▶ Data extract:
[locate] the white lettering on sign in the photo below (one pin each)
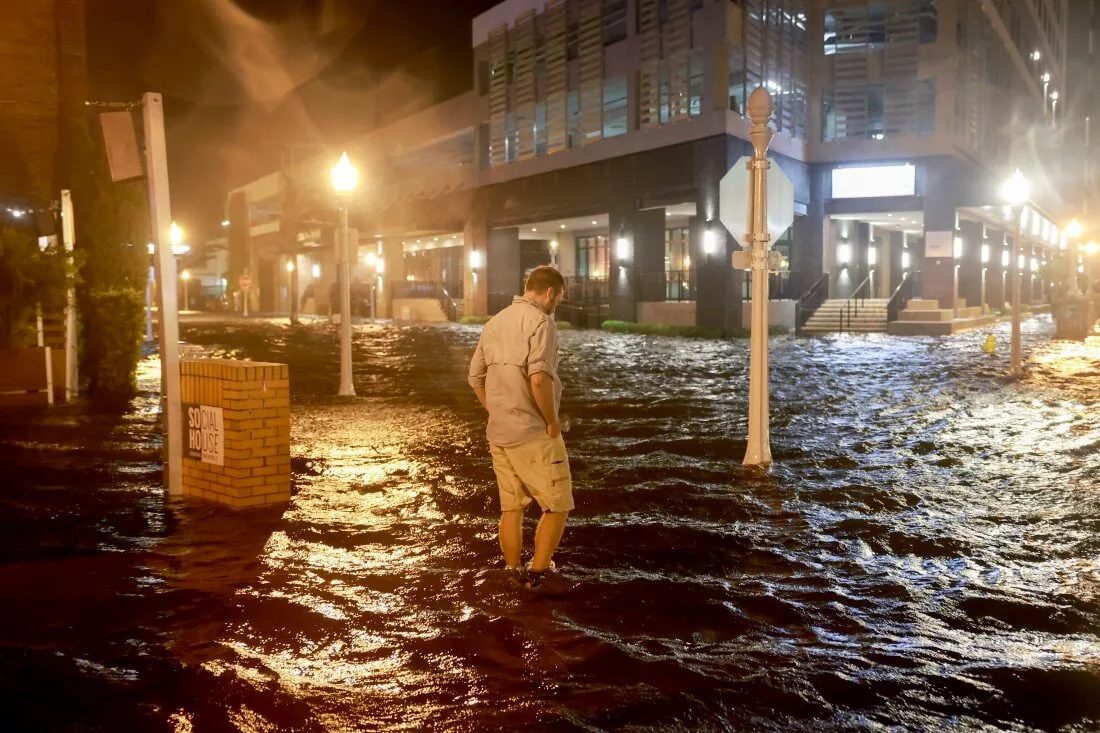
(206, 436)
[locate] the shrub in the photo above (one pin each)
(112, 325)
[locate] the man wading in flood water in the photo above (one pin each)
(514, 373)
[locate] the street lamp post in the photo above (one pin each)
(1074, 231)
(186, 277)
(344, 178)
(1015, 190)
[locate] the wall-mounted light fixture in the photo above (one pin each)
(710, 240)
(843, 253)
(622, 249)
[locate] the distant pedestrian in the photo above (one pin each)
(514, 373)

▶ Given problem:
Write out the entire listing above word for word, leaving out the pictures.

▶ Solution to this problem:
[locate] the white lettering on sign in the photo below (one pin each)
(206, 436)
[locate] the shrub in the photo above (one pin each)
(112, 325)
[locate] the man wading in flood water in the photo above (one pin each)
(514, 373)
[locate] the street lamp post in the photo above (one pin each)
(1074, 231)
(186, 277)
(344, 178)
(1015, 190)
[locate] the wall-mounted light fixture in the photo above (one pin each)
(710, 240)
(843, 253)
(622, 249)
[locate] the distant pedestrian in the photo above (one pin each)
(514, 373)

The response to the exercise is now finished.